**Directions for this task**.
The answer is the full set of records below, transcribed exactly.

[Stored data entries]
▼

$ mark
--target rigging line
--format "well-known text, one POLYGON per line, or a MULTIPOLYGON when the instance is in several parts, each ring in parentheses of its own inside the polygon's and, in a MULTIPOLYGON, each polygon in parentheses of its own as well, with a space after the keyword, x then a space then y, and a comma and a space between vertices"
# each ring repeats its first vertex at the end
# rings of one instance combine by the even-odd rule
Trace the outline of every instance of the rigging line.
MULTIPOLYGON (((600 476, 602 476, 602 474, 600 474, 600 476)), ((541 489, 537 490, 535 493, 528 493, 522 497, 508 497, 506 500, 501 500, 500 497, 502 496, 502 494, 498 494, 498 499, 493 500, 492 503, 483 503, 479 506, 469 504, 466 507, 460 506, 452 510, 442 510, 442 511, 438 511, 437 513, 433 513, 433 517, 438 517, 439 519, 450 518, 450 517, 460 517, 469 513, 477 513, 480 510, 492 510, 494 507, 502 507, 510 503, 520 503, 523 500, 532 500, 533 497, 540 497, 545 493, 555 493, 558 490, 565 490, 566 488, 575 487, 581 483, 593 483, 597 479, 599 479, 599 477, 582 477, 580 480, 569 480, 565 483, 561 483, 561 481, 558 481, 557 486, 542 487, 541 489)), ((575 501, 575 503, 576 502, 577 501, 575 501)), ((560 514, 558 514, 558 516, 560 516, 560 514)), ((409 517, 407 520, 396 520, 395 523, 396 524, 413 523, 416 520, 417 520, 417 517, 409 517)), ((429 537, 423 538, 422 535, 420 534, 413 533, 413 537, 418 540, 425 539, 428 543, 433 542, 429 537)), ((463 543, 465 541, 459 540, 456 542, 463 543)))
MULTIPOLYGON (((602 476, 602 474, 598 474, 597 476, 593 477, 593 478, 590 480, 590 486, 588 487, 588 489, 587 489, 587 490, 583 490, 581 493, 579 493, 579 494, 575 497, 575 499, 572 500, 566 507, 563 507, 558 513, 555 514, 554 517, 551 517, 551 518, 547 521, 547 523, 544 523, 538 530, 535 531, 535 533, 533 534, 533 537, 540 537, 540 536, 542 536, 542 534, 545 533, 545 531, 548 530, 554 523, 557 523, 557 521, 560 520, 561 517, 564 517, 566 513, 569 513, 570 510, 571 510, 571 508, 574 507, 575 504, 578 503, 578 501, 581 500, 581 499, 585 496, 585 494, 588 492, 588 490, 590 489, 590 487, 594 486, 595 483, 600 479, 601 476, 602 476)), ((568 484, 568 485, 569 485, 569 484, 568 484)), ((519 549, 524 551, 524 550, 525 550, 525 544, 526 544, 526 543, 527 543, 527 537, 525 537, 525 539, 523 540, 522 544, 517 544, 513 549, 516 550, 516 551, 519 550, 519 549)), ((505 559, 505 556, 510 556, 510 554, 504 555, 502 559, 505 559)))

▲

**Response**.
$ mark
--target rigging line
--format "well-known text, one POLYGON per line, or a MULTIPOLYGON when the instance is in several parts, each ring in parentheses of its own inside the polygon's and, in a MULTIPOLYGON, each polygon in parentheses of its own as well, with a space after the keyword, x then a space then y, and a comma and a space between vertices"
# each ring repeats its first vertex at the end
# rings of one instance combine by the even-odd rule
Trace the outline of every instance of the rigging line.
MULTIPOLYGON (((600 476, 602 476, 602 474, 600 474, 600 476)), ((541 489, 537 490, 535 493, 528 493, 522 497, 508 497, 506 500, 501 500, 500 497, 502 496, 502 494, 498 494, 498 499, 493 500, 492 503, 483 503, 479 506, 469 504, 466 507, 460 506, 452 510, 442 510, 442 511, 438 511, 437 513, 433 513, 433 517, 438 517, 439 519, 450 518, 450 517, 460 517, 469 513, 477 513, 480 510, 492 510, 494 507, 502 507, 510 503, 520 503, 523 500, 532 500, 533 497, 540 497, 545 493, 555 493, 558 490, 565 490, 566 488, 575 487, 581 483, 593 483, 597 479, 599 479, 599 477, 582 477, 580 480, 569 480, 565 483, 561 483, 561 481, 558 481, 557 486, 542 487, 541 489)), ((575 501, 575 503, 576 502, 577 501, 575 501)), ((560 514, 558 514, 558 516, 560 516, 560 514)), ((409 517, 407 520, 396 520, 395 523, 396 524, 413 523, 416 520, 417 520, 417 517, 409 517)), ((429 537, 423 538, 422 535, 420 534, 413 533, 413 537, 418 540, 425 539, 428 543, 433 542, 429 537)), ((463 543, 465 541, 459 540, 456 542, 463 543)))
MULTIPOLYGON (((602 476, 602 474, 598 474, 597 476, 593 477, 593 478, 590 480, 590 486, 588 487, 588 489, 587 489, 587 490, 583 490, 581 493, 579 493, 579 494, 575 497, 575 499, 572 500, 566 507, 563 507, 558 513, 555 514, 554 517, 551 517, 551 518, 547 521, 547 523, 544 523, 538 530, 535 531, 535 533, 533 534, 533 537, 540 537, 540 536, 542 536, 542 534, 545 533, 545 531, 548 530, 554 523, 557 523, 557 521, 560 520, 561 517, 564 517, 566 513, 569 513, 570 510, 571 510, 571 508, 574 507, 575 504, 578 503, 578 501, 581 500, 581 499, 585 496, 585 494, 588 492, 588 490, 590 489, 590 487, 594 486, 595 483, 600 479, 601 476, 602 476)), ((568 484, 568 485, 569 485, 569 484, 568 484)), ((519 549, 524 551, 524 550, 525 550, 525 544, 526 544, 526 543, 527 543, 527 537, 525 537, 525 539, 523 540, 522 544, 517 544, 513 549, 516 550, 516 551, 519 550, 519 549)), ((505 559, 505 556, 510 556, 510 554, 504 555, 502 559, 505 559)))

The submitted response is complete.